> [EXERCISE OBJECTIVE] Exclude the pictures; give every entry again exactly as written.

---- ENTRIES PROVIDED

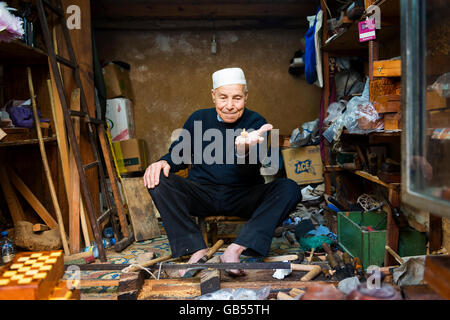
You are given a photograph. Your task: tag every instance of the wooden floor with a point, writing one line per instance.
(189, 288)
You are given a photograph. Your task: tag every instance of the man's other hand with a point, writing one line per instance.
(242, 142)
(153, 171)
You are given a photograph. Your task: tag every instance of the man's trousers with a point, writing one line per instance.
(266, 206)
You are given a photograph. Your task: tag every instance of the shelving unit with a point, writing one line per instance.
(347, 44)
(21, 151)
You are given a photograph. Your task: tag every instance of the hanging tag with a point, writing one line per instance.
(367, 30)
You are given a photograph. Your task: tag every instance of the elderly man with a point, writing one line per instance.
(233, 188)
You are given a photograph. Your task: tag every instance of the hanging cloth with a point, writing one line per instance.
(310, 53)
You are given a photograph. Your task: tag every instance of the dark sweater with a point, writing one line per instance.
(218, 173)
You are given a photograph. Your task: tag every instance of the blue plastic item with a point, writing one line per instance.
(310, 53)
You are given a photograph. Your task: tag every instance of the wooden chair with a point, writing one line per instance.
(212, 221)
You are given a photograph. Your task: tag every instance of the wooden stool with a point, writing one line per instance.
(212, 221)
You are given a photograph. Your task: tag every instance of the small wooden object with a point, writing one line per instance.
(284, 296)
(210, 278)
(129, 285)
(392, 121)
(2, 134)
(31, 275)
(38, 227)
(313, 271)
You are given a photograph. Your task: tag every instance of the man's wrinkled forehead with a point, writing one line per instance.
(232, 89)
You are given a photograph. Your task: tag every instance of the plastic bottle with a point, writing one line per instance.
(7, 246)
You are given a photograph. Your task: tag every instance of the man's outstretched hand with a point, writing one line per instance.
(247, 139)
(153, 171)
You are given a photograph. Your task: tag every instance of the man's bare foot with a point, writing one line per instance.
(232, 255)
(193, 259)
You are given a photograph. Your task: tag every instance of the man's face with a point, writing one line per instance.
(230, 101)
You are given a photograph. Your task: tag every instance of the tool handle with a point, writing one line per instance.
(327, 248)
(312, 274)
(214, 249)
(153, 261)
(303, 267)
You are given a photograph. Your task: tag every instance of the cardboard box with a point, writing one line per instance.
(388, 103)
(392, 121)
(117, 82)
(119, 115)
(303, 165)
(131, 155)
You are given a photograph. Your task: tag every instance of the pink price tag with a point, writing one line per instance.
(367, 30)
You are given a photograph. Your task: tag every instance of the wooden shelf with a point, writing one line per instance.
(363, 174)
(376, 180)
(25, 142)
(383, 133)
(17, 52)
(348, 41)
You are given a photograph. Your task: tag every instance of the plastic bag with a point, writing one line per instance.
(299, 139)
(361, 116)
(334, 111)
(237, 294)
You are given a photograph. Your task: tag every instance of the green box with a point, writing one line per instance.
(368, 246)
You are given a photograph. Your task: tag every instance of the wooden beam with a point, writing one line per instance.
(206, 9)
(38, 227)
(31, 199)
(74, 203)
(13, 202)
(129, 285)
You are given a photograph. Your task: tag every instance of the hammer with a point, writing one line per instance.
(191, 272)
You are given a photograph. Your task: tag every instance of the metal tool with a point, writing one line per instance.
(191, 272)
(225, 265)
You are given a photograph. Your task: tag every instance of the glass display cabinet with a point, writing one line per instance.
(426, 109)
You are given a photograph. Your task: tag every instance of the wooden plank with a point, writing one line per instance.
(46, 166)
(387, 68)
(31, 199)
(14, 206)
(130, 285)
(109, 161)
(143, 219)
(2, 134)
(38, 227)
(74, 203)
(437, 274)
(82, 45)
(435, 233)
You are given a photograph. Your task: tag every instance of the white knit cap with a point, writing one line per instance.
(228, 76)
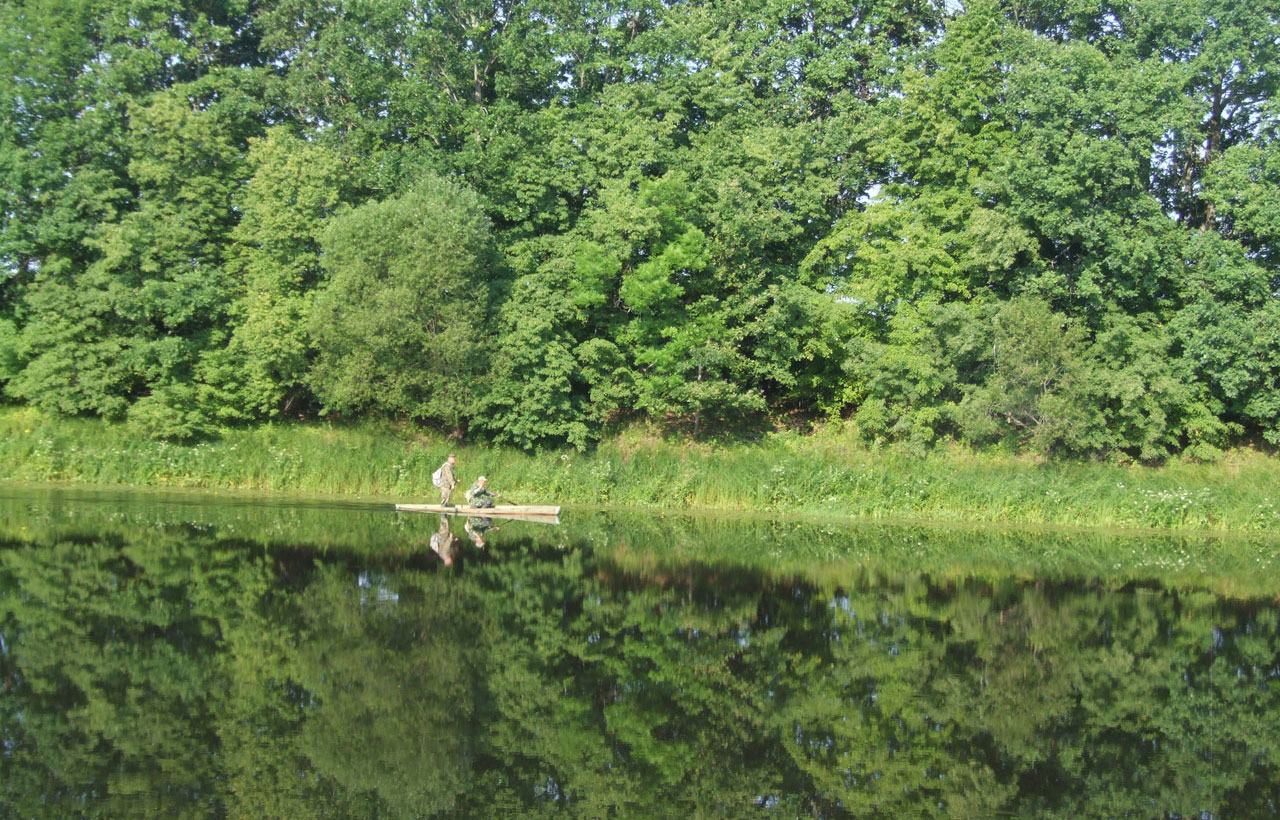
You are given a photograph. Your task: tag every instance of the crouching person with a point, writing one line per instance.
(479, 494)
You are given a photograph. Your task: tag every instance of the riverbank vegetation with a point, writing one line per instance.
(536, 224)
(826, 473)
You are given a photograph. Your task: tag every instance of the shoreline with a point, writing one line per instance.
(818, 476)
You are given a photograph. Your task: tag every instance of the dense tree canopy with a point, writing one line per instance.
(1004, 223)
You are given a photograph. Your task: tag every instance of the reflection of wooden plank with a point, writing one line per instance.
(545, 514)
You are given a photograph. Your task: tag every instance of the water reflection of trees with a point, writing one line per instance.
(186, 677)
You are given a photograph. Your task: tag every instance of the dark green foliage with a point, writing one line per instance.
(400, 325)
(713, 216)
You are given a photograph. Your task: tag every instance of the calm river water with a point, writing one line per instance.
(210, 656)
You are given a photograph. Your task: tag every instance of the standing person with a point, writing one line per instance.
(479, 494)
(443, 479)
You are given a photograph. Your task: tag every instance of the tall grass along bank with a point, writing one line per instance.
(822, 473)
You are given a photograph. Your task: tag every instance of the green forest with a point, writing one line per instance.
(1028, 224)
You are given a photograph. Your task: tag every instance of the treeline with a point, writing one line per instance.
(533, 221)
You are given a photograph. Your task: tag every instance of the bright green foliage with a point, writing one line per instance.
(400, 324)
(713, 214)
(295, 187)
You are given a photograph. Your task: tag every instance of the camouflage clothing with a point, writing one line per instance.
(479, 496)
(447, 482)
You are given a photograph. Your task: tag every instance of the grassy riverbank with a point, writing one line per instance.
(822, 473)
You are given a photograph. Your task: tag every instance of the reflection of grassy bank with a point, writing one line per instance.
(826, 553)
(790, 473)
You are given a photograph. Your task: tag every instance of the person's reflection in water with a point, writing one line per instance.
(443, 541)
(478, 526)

--------

> [EXERCISE OUTPUT]
You are given a photograph. Your task: tag every instance of the wooden floor with a point, writing one line per instance.
(189, 288)
You are given a photograph. Your task: tag every instance of the man's other hand with a point, writing one line per instance.
(242, 142)
(153, 171)
You are given a photograph. Your task: tag every instance of the man's trousers with a point, writing one line per instance.
(266, 206)
You are given a photograph. Your task: tag every instance of the shelving unit with a point, writing one line per instance.
(347, 44)
(21, 151)
You are given a photograph. Your task: tag every instance of the hanging tag with a point, writing one line per instance.
(367, 30)
You are given a photograph. Your task: tag every instance of the elderly man with a point, writing one line per instance.
(233, 188)
You are given a photograph. Your task: tag every instance of the hanging cloth with a point, writing one line per instance.
(310, 53)
You are given a photograph. Your task: tag every instance of the dark sweater with a point, writing one line per instance.
(218, 173)
You are given a photograph. Your task: tag every instance of the blue plastic item with a point, writing one line per instance.
(310, 53)
You are given a photograph. Your task: tag every instance of the wooden chair with a point, writing one line per instance.
(212, 221)
You are given a photograph. Your task: tag every instance of the wooden stool with a point, writing one line per instance.
(212, 221)
You are given a photograph. Your task: tag every instance of the small wooden object with a point, writing one line per instance.
(284, 296)
(210, 278)
(129, 285)
(392, 121)
(2, 134)
(31, 275)
(38, 227)
(313, 271)
You are given a photograph. Your task: tag every instance of the man's wrinkled forehead with a point, writing one line per instance.
(232, 89)
You are given a photograph. Your task: tag every instance of the plastic bottle with a point, writing one line per instance.
(7, 246)
You are given a photograph. Your task: tag every instance of the man's outstretched hand with a point, writing one line per instance.
(247, 139)
(153, 171)
You are given a photograph. Your task: tag every instance of the man's bare foot with a point, writing one line per instance.
(232, 255)
(193, 259)
You are given a photograph. Your task: tag every instance of the man's face with a point, writing one line per instance.
(230, 101)
You are given a photograph. Your task: tag every instance of the tool handle with a point, writing one line per instance.
(327, 248)
(312, 274)
(214, 249)
(153, 261)
(303, 267)
You are given a photograph. Your task: tag every instance of the cardboard box with a point, writing one line per instance.
(388, 103)
(392, 121)
(117, 82)
(119, 115)
(303, 165)
(131, 155)
You are given a photograph. Your task: tag every instance of the pink price tag with a point, writing one line per instance.
(367, 30)
You are given a photograph. Your task: tag every instance of the wooden shelf with a point, writing one line per instance.
(363, 174)
(376, 180)
(25, 142)
(383, 133)
(17, 52)
(348, 41)
You are given a photograph. Your task: tag every instance of the plastic bag with a point, writing one line per instance.
(299, 139)
(361, 116)
(334, 111)
(237, 294)
You are given a photograph. Your task: tag every instance of the green box with a point, writing one line per instance.
(368, 246)
You are given a photograph. Your task: tag every instance of the wooden beam with a point, writing one line per instance.
(206, 9)
(38, 227)
(31, 199)
(74, 203)
(13, 202)
(129, 285)
You are given a photograph. Your task: tag every instance of the hammer with a point, writing one line per instance.
(191, 272)
You are given a photograph. Your task: tag every instance of the metal tool with a point, writing one line per instance.
(191, 272)
(225, 265)
You are given a photograph. Your task: tag every instance of the glass display cabinet with a point, writing one line per instance.
(426, 109)
You are given a photograph. Your task: tag every instance of the wooden plank with a point, writing one line per instance.
(46, 166)
(387, 68)
(31, 199)
(14, 206)
(130, 285)
(109, 161)
(143, 219)
(2, 134)
(38, 227)
(74, 203)
(437, 274)
(82, 45)
(435, 233)
You are given a photograph. Your task: tag every instance of the white knit cap with a point, writing one line per instance.
(228, 76)
You are given a photograph. Your task: tag every instance of the crouching person with a point, writing one line per instance.
(479, 494)
You are given a photograph. Your task: tag every instance of the riverbank vegetation with a point, writing one line per instance.
(536, 224)
(826, 473)
You are given a photograph. Your task: tag every instance of the shoreline with a point, writing one line per instance.
(818, 476)
You are given a photograph. Your task: tag every instance of the dense tree canopy with a point, writing one line per instance.
(1004, 223)
You are given a photograph. Your task: tag every instance of the reflection of wooden plank with a point, writing one line per instance.
(545, 514)
You are given a photograph. Your task: tag every instance of the water reflection of trees with a point, writing one line per instance.
(186, 677)
You are given a photograph. Your task: tag every instance of the dark green foliage with a point, writing one line per instance.
(400, 325)
(713, 216)
You are given a photograph. Your task: tag every instance of the calm river water with a point, writing one line per instance.
(210, 656)
You are given a photograph. Your task: tag every instance of the standing person with a point, writing one line per instance.
(479, 494)
(443, 479)
You are given a photograph. Your task: tag every instance of the tall grass along bank with a point, writing one line per instance.
(822, 473)
You are given a photograph. Your task: tag every instance of the green forest with a point, writing one line per instance.
(1028, 224)
You are given a photograph. Your task: tag every instance of the treeline with a point, writing one line per instance.
(533, 221)
You are given a photograph. Your task: tag every instance of the bright green foliage with a point, writing one line per instance.
(400, 324)
(713, 214)
(295, 187)
You are given a photograph. Your task: tag every instance of the camouflage clothing with a point, writing one line per instance.
(479, 496)
(447, 482)
You are given a photograph. Your task: tag every instance of the grassy riverbank with a point, writing one line per instance.
(822, 473)
You are given a photograph. Your task: tag every instance of the reflection of grassy bank with a point, writing one line per instance.
(826, 553)
(790, 473)
You are given a photograph. Your task: tag every instance of the person's reflection in water with a point, writing one line per instance.
(443, 541)
(478, 526)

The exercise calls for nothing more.